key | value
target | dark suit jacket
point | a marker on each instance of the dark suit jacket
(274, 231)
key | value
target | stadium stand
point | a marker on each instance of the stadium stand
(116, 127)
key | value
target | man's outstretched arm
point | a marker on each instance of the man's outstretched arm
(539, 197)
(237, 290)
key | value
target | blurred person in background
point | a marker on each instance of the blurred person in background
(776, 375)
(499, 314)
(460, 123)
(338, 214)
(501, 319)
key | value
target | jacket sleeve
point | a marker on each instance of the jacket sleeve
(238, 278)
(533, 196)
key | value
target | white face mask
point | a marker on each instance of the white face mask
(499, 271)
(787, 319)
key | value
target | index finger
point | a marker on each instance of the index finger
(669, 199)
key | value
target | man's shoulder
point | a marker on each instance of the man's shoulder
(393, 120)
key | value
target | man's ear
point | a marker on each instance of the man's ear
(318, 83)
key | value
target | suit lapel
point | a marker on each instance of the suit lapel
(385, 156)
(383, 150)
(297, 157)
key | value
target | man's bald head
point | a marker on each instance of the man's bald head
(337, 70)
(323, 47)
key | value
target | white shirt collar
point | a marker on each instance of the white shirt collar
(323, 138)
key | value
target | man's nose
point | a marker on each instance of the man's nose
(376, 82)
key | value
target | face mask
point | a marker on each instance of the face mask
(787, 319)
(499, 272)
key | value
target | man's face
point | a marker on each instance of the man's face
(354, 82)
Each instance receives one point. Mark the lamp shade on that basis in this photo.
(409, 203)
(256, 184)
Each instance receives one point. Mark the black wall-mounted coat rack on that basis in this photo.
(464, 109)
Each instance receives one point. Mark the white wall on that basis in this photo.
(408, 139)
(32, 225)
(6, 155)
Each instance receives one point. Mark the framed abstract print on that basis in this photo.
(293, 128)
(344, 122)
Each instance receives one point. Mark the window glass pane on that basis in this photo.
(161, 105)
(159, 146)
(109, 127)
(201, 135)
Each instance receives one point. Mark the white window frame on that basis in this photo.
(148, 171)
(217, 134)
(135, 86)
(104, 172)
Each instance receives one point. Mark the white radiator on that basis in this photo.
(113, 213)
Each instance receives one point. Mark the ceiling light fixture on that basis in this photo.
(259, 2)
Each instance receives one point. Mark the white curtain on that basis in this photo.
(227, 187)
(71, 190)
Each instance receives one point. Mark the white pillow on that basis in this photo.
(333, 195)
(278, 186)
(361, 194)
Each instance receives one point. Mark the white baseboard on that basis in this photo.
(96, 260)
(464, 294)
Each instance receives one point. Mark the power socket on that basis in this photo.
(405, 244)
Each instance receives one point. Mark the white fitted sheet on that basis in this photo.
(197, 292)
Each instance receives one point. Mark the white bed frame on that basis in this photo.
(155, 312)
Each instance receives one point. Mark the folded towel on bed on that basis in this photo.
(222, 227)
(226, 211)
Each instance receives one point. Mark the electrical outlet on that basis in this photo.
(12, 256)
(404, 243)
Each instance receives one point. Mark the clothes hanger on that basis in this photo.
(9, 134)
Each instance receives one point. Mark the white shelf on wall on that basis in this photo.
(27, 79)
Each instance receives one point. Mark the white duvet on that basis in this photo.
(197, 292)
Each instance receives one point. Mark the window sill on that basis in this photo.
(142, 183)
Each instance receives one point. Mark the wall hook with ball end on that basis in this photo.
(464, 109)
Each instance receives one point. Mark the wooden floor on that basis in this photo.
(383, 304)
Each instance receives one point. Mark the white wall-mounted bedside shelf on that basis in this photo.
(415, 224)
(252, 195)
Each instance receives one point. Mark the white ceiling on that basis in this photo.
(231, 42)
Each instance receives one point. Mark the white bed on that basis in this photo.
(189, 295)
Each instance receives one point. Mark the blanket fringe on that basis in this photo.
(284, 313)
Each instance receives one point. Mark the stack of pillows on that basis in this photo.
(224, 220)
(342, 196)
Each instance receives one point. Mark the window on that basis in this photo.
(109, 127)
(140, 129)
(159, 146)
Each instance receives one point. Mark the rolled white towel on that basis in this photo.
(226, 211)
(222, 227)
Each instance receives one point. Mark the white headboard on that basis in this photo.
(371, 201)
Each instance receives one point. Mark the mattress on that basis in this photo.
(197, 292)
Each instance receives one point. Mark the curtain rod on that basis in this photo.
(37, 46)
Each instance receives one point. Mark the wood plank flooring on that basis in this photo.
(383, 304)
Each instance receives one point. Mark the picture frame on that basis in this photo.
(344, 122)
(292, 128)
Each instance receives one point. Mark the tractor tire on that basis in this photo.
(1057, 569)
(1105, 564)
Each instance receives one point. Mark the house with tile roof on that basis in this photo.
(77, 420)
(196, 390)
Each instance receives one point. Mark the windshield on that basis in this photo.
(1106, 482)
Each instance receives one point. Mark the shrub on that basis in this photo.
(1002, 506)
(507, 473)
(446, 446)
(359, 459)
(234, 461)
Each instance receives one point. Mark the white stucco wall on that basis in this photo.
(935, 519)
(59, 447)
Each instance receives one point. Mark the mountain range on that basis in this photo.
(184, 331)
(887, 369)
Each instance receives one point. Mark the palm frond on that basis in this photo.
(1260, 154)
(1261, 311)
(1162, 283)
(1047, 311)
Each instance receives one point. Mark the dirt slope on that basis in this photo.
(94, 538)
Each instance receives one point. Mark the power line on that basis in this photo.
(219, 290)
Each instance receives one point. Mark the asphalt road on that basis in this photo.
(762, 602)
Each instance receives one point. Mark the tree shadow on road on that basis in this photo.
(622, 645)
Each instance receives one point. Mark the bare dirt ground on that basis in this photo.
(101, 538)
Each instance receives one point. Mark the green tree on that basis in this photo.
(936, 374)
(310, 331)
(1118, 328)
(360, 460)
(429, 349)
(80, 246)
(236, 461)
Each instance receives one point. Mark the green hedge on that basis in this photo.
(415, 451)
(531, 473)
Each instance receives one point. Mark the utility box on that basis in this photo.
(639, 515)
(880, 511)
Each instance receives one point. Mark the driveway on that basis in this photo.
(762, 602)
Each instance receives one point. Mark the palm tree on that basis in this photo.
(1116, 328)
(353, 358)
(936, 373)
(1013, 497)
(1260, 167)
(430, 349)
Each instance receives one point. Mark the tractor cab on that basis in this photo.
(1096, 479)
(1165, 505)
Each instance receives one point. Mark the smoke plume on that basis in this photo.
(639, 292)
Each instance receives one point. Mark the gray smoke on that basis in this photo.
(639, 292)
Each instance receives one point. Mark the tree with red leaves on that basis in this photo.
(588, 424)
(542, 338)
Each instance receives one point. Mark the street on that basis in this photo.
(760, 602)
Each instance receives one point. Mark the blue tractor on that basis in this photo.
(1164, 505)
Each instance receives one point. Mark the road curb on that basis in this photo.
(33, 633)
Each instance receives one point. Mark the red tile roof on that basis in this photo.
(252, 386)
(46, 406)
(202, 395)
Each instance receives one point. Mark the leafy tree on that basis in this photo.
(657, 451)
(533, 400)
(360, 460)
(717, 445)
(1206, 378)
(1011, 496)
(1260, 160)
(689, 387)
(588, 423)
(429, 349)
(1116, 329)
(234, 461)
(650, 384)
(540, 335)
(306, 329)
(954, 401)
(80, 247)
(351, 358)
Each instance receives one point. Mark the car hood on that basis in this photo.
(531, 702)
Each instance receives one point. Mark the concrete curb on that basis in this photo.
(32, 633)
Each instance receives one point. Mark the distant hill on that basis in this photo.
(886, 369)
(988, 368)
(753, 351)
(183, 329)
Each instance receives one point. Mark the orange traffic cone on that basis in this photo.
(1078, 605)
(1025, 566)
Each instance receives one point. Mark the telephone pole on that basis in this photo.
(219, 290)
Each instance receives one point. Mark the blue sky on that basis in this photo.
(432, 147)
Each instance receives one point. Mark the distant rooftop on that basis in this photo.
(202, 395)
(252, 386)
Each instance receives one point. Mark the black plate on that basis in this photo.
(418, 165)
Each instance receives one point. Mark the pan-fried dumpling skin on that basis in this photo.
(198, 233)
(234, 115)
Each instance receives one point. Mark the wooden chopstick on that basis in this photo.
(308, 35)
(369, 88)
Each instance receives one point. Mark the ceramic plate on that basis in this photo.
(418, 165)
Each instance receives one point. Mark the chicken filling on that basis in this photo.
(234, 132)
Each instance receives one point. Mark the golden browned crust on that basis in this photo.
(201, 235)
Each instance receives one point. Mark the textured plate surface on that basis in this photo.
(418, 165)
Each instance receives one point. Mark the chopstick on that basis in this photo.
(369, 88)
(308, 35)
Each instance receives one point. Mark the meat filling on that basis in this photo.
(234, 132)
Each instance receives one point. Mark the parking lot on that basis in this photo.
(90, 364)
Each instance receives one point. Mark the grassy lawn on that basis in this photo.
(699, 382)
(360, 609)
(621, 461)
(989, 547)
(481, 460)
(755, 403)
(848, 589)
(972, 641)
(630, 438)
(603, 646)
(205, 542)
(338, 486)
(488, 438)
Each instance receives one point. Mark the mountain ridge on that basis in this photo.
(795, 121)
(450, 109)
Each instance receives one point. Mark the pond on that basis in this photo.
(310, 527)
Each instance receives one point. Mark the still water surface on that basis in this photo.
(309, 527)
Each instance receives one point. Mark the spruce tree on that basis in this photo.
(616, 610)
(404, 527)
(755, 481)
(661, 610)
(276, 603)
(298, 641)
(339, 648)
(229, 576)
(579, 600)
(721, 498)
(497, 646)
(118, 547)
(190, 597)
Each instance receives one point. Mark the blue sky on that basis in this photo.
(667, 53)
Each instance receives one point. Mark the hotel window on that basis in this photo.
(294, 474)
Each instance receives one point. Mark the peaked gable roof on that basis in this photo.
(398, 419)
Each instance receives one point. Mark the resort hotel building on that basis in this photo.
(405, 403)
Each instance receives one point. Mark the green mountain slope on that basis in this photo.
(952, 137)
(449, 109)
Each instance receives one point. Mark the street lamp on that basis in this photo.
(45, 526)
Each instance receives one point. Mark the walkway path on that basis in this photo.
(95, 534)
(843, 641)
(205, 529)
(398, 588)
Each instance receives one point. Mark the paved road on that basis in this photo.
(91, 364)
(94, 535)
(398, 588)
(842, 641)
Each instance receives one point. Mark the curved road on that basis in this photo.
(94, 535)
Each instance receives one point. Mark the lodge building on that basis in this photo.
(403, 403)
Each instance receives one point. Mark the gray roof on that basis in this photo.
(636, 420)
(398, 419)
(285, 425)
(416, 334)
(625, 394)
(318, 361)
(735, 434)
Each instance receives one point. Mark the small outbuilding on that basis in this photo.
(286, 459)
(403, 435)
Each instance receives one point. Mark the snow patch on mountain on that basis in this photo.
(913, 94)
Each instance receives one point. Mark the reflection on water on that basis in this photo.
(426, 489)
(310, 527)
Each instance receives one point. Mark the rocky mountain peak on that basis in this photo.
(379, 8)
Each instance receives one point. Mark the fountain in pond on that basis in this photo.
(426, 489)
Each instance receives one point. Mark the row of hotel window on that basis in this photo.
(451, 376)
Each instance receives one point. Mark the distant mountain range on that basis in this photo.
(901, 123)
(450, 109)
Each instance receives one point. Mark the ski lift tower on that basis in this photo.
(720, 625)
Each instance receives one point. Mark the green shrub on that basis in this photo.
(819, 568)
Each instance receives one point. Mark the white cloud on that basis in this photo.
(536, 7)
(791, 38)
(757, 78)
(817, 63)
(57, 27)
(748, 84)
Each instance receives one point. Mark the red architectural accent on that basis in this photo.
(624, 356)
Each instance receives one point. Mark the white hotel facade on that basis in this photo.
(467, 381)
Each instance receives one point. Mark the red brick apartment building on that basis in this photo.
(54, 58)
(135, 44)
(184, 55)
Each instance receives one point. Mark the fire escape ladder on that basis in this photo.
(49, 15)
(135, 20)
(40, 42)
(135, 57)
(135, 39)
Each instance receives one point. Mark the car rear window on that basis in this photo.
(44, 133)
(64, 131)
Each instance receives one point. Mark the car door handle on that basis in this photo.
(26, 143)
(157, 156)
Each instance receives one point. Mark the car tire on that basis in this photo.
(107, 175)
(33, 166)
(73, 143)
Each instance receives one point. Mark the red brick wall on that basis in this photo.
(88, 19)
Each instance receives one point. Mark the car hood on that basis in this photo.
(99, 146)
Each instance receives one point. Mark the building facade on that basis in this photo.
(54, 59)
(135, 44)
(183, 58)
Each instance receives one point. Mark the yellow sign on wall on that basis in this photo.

TASK PROMPT
From the first line of the data above through the line containing "target | man's outstretched arm", repeat each line exactly, and add nothing.

ANSWER
key | value
target | dark suit jacket
point | a marker on each instance of the dark suit jacket
(274, 231)
key | value
target | stadium stand
point | a marker on each instance of the stadium stand
(116, 127)
key | value
target | man's outstretched arm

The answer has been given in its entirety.